### What is asked
Print exactly, and only, the lines running from the line containing "the blue sky" through the end of the records below.
◆ ◆ ◆
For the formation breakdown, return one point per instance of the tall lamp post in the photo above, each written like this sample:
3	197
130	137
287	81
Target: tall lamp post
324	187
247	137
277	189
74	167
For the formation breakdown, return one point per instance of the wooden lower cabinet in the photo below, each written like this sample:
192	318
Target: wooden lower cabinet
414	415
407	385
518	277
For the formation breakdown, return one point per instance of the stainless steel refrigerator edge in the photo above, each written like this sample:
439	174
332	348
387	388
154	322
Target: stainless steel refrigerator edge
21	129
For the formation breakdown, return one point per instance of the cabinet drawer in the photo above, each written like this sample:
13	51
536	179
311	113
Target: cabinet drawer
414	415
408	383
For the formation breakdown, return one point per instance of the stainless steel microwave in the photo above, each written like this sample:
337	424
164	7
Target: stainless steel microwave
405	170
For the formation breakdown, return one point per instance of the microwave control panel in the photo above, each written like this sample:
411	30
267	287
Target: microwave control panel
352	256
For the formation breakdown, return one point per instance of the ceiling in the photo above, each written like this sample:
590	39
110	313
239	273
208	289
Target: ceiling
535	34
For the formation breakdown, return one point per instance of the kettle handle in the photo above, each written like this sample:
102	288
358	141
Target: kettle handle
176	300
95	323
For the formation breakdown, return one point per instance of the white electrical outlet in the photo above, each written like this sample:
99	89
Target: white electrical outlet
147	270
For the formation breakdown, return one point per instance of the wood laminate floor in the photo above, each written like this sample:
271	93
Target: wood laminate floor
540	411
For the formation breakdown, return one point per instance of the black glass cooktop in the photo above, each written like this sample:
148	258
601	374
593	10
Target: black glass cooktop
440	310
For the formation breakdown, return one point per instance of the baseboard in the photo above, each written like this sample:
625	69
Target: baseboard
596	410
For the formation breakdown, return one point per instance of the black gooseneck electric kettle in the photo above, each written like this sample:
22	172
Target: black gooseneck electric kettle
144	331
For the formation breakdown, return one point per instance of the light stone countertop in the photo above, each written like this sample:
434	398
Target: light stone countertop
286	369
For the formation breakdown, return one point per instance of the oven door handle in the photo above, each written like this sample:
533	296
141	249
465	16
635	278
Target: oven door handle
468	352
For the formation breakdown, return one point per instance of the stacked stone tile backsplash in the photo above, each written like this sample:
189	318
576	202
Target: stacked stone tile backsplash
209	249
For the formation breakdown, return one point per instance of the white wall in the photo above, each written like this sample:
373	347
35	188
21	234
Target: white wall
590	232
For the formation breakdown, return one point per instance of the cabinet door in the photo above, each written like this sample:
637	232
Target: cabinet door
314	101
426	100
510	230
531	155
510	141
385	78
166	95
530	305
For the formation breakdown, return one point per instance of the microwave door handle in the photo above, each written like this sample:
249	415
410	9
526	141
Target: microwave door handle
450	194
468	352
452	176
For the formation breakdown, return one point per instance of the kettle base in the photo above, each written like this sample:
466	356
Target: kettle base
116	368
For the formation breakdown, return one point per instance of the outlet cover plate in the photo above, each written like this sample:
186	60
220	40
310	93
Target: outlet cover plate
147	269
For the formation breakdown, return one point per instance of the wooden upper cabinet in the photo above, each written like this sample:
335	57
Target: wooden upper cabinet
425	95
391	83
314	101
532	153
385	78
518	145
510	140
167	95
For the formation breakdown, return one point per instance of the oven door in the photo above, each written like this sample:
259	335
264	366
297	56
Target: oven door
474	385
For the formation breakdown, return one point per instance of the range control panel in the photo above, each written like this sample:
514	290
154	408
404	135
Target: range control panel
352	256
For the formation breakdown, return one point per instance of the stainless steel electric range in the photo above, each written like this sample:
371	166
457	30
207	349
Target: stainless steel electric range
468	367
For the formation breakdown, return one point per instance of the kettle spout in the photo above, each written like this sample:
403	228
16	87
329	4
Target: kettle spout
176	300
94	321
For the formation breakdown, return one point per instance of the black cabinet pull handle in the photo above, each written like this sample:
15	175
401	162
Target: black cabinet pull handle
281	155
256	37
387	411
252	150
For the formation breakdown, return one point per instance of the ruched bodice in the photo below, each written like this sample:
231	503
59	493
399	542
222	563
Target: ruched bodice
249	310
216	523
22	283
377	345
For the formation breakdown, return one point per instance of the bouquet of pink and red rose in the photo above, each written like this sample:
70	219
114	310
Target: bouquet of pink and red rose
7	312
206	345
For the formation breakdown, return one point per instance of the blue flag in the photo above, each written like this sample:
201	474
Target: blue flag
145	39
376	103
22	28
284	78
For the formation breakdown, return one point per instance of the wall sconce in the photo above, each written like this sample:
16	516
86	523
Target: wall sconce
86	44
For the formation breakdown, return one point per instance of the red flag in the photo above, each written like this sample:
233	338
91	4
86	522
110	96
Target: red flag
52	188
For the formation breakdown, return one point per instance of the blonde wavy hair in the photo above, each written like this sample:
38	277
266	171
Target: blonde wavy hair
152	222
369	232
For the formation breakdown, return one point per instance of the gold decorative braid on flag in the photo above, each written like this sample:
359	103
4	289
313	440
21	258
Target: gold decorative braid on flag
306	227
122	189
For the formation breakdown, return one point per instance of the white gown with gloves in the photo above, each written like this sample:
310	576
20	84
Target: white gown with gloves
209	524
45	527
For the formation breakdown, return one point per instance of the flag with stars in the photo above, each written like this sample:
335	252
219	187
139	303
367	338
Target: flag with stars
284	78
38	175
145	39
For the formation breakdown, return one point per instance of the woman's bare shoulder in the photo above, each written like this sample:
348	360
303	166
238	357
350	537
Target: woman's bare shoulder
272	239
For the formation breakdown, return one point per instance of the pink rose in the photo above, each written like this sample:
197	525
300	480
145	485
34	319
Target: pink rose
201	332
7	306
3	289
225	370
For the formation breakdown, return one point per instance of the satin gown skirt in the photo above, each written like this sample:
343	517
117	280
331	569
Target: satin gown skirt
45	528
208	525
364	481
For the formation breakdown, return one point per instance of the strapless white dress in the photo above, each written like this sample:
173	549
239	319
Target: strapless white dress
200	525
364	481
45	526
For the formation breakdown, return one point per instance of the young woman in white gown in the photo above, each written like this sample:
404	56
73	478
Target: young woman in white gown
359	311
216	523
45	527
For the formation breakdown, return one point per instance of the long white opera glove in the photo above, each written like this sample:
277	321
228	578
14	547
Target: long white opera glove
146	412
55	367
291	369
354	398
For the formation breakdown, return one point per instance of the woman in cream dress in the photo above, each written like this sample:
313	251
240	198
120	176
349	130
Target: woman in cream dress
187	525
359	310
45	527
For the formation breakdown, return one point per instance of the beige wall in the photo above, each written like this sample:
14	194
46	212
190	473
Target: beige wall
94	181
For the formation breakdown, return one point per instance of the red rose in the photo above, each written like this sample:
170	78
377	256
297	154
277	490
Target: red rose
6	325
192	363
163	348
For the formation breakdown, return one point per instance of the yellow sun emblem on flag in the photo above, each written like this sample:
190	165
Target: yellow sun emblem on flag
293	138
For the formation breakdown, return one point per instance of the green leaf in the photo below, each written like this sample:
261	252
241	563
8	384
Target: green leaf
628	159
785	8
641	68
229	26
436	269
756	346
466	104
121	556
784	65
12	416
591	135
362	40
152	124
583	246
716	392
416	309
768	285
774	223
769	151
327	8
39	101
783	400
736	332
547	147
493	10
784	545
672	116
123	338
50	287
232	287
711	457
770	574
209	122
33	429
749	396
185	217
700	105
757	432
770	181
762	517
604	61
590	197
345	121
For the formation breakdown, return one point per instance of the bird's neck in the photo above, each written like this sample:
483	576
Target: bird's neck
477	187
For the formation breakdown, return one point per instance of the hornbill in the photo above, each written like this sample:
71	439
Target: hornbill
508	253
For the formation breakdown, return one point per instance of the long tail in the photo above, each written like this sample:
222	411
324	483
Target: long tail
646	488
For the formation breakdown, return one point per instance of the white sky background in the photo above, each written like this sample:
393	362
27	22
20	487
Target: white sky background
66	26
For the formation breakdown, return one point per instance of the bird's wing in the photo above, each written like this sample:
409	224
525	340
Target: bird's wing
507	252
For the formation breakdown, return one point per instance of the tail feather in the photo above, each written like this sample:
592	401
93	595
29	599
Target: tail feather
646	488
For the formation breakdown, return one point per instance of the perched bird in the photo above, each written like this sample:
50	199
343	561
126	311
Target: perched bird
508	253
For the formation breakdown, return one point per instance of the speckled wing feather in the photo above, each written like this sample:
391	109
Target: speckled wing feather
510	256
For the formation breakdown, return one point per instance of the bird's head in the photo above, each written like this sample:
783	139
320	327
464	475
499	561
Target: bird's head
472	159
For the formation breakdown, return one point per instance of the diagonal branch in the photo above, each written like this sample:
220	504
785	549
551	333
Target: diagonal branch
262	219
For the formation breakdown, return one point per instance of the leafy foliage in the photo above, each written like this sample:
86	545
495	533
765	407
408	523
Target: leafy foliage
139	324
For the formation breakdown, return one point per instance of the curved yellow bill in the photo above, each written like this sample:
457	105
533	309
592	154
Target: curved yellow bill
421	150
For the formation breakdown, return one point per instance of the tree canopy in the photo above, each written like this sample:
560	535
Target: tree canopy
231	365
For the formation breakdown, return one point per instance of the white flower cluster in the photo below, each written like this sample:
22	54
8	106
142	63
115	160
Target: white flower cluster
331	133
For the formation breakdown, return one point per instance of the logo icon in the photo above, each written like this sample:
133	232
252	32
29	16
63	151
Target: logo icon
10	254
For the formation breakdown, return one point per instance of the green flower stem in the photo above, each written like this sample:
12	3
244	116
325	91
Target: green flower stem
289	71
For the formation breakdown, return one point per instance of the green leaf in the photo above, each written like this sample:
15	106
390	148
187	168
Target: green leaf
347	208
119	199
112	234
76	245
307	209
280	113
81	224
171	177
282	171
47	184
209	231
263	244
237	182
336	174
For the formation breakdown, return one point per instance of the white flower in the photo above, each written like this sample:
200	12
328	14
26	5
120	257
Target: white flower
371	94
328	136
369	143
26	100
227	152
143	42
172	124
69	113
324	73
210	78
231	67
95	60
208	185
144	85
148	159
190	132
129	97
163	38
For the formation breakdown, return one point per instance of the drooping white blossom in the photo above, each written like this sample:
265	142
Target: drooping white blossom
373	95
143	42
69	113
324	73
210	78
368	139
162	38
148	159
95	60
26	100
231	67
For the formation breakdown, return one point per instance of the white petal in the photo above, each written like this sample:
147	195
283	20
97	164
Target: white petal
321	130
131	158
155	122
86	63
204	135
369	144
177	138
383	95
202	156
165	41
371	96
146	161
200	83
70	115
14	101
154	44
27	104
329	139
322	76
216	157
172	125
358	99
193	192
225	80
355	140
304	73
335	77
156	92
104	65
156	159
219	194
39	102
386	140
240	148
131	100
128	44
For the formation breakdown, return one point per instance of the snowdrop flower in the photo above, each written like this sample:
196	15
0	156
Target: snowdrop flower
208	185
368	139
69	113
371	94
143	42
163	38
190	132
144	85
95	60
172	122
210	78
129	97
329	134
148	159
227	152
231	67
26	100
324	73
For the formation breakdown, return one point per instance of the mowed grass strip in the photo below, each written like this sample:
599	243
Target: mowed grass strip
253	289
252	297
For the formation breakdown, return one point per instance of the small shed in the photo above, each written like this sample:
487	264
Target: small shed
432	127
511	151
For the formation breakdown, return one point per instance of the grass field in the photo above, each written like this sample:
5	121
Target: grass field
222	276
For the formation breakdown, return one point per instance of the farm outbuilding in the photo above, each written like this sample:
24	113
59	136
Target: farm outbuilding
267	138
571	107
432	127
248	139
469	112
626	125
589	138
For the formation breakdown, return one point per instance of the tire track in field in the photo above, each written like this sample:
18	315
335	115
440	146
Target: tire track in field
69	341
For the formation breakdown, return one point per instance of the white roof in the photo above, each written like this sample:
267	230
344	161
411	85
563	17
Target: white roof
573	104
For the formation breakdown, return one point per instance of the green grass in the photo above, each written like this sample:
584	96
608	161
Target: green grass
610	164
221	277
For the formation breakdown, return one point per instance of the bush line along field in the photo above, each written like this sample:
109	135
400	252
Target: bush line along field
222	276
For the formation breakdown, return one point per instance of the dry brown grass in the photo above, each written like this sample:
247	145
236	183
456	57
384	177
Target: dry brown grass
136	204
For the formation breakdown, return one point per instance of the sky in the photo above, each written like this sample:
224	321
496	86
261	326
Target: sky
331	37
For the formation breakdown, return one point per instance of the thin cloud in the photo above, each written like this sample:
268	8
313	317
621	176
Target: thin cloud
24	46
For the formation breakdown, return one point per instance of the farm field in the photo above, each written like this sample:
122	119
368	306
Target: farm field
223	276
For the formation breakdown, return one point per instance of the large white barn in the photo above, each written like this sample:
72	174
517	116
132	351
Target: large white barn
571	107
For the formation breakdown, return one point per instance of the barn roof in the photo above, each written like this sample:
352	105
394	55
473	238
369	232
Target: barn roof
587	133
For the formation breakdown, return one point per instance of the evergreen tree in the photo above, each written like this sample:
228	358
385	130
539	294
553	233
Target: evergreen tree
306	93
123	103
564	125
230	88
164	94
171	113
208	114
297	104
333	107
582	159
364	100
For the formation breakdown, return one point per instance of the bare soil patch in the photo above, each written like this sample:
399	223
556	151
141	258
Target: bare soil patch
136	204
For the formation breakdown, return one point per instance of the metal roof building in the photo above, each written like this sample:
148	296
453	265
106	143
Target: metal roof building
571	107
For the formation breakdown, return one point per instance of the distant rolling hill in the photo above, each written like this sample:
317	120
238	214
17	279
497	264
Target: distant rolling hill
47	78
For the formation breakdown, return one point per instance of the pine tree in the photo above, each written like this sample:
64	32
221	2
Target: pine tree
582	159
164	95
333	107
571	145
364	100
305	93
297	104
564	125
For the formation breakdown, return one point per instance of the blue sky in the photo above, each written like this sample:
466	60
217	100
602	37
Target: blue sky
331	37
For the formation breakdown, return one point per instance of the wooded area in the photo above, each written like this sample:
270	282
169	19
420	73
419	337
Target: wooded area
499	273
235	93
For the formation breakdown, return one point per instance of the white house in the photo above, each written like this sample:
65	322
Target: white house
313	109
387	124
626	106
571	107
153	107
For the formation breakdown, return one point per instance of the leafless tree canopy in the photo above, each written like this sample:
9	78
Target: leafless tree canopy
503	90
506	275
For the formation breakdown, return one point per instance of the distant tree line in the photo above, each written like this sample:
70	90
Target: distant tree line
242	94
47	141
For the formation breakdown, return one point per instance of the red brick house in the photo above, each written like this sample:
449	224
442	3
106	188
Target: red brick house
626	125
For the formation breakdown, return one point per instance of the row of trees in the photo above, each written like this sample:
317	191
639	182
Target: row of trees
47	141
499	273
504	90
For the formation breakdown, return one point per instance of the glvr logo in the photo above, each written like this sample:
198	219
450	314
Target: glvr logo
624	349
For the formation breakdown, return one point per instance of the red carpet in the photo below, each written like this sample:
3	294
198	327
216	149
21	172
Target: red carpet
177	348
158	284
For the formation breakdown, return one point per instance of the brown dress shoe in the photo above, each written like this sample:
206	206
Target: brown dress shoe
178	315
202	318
◆ ◆ ◆
### In response
For the formation breakdown, return one point per instance of the blue sky in the photo above, each written like this sample:
466	60
217	100
602	37
Target: blue sky
331	37
For the formation breakdown, return one point per instance of the wooded area in the photo above, each written like this sample:
270	282
169	19
420	73
419	337
Target: wooded area
499	273
235	93
For the formation breakdown, return one point per instance of the white house in the photo above, each written like this sample:
65	322
Target: white house
313	109
387	124
626	106
571	107
153	107
For the formation breakdown, return one point per instance of the leafless tree canopy in the photo above, each written like this sample:
9	78
Target: leafless tree canopy
503	90
506	275
For the formation breakdown, return one point per instance of the distant tree line in the photo above, each written like this sample:
70	90
Target: distant tree line
242	94
47	141
For the formation breakdown, return one point per instance of the red brick house in the photo above, each written like this sample:
449	224
442	3
106	188
Target: red brick house
626	125
For the formation breakdown, return one point per instance of the row of trees in the photo above, each written like this sample:
317	191
639	182
Target: row of trees
47	141
499	273
504	90
For the formation breakdown, return one point per instance of the glvr logo in the photo above, each written like this sample:
198	219
450	314
Target: glvr logo
624	349
For the formation breakdown, return one point per instance of the red carpet in the photo below, each written like this sample:
3	294
198	327
216	149
21	172
Target: red carpet
177	348
158	284
For the formation breakdown, return one point per instance of the brown dress shoe in the photo above, each written like this sample:
206	206
Target: brown dress shoe
178	315
202	318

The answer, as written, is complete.